### GIVEN EXERCISE A
Decide whether each statement agrees with the account of the village dances. For each, answer yes or no and quote the words of the account that decide it. (i) Sabita handed Anuj over to her husband at the next house. (ii) On the way back home, the group crossed through the rice fields. (iii) The women of Nawalpur said their village went without the sakya-paiya for almost six years during the Maoist insurrection.
### GIVEN EXERCISE B
Continue the account of the village dances, starting after its last sentence.

### ARTICLE
########
Sabita, Anuj, Sahil and I began to head home at about 8:15PM. Anuj was already asleep, so Sabita went to find her husband, Khopi; she would give Anuj to him so she wouldn’t have to carry him all the way home. She entered a neighboring house to inquire about her husband’s whereabouts, leaving me with Sahil and his cousin on the road. I was noticed by a random guy walking toward the dance—hadn’t I been at the Dobar Ghau naach the night before? he asked. Yes, I had been. He commented that he and his friends were going village-to-village, to see all the village performances. I tried to stave his conversation by mentioning that I was waiting for a friend, indicating that I was about to leave. They guy was encouraged though—did my friend live here? I just ignored him, but he continued to press me for conversation.

Sabita emerged from the house; she now knew her husband’s location. She briefly looked at the guy in the dark, but when she realized she did not know the man, she just ignored him, and went on. Much to my embarrassment, the guys called out after me (“Miss! Miss!”).

At the next house, Sabita found Kopi, and went inside to give him Anuj. Having given Anuj to Kopi, Sabita, myself, and the two boys set off for her maithi [N. natal home] so she could get her basket of stuff—and eat some bhat [N. rice].

On the way back to our home, we went by the road instead of crossing through the rice fields; Sabita thought it would be easier, since it was dark. We ended up passing a group of young men who were not from the village—one of them started calling out to me, seeing I was white; Sabita shined her flashlight in his face to see who he was and when she realized he was a “na chinne manche” (N. someone she did not recognize) she told him to shush and walked on. The guys began following us though, keeping pace, and engaged in conversation with Sabita. It was all in Tharu, but Sabita’s tone was short and unfriendly. When we got back to our house, she said they were people from other villages who had come to see the Sukhrwar dance.

When I interviewed Sangita Chaudhary, she commented that there is often informal competition between villages, as to who has the best dance of the season. People in the area will go from village to village to see the dances, and can tell you which village has the best dance.

But another reason people may come is that their village no longer has that dance. I was made aware, early in my research, that many villages no longer practiced this tradition. Upon further conversations with people, many of these villages no longer had a matawa, some no longer had a guru aama to teach the song to the girls. Chandra Prasad saw this leaving off of tradition akin to villages no longer nurturing their local deities, the Bwiyatan. If they no longer obeyed the Bwiyatan, then the didn’t have a matawa, they didn’t employ a guruwa, and they no longer kept up the dances that recited the deities’ names (in other words, needed to be opened with a samroti), namely, the sakya-paiya, chokra and barka. Yet other difficulties also cropped up—Chandra Prasad commented that they did not have enough mature dancers/singers in his village to have the dance this coming year, as all their young men and women were out of the village studying or working. He hoped they would not have to leave off the dance for more than one year. Ashok Tharu commented to me that, for the first time ever, ALL of his village’s young women were absent from his village of Hekuli this past spring for work or schooling. What impact this will have on his village’s sakya-paiya naach has yet to be seen. On a different note, the women of Nawalpur told me that their village did not have the sakya-paiya during the Maoist insurrection—a big gathering of people at night would attract police attention; out of fear, they did not dance during that time, almost six years. Sangita Chaudhary related that during that time, there were reports in her area of people being beaten by police, or accused by police of being Maoist cadres, as they went to or returned from the nightly dance.
########
### DATA EXTRACT
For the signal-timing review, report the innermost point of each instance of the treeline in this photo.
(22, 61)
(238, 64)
########
### ANSWER A
(i) Yes: "At the next house, Sabita found Kopi, and went inside to give him Anuj."
(ii) No: "we went by the road instead of crossing through the rice fields"
(iii) Yes: "out of fear, they did not dance during that time, almost six years."

### ANSWER B
The sakya-paiya naach, while certainly a ritual dance done for the pleasure of local deities, is far from serious or grave. The atmosphere is one of fun and flirting. Ironically, while the dance is supposed to open the village up to good, it instead often opens up the village to strangers from neighboring villages or bazaars who may be dangerous. Changing values in the Tharu community present challenges to continuing the dance as is—namely education competing with this traditional form of education and socializing—while at the same time opening up new ways to pass on remember these songs—namely, the written form. Because this dance is attached to other traditional Tharu institutions—namely that of the matawa and guruwa—whether a village has this dance at all often depends on the strength of these institutions. Yet activities like community workshops, such as the one in Manpur VDC during Dashai, where community members gather to openly discuss these challenges, shows that the Tharu are actively aware of the decline, and are looking for solutions to continue this tradition that many see as a distinctive marker of Dangaura Tharu identity.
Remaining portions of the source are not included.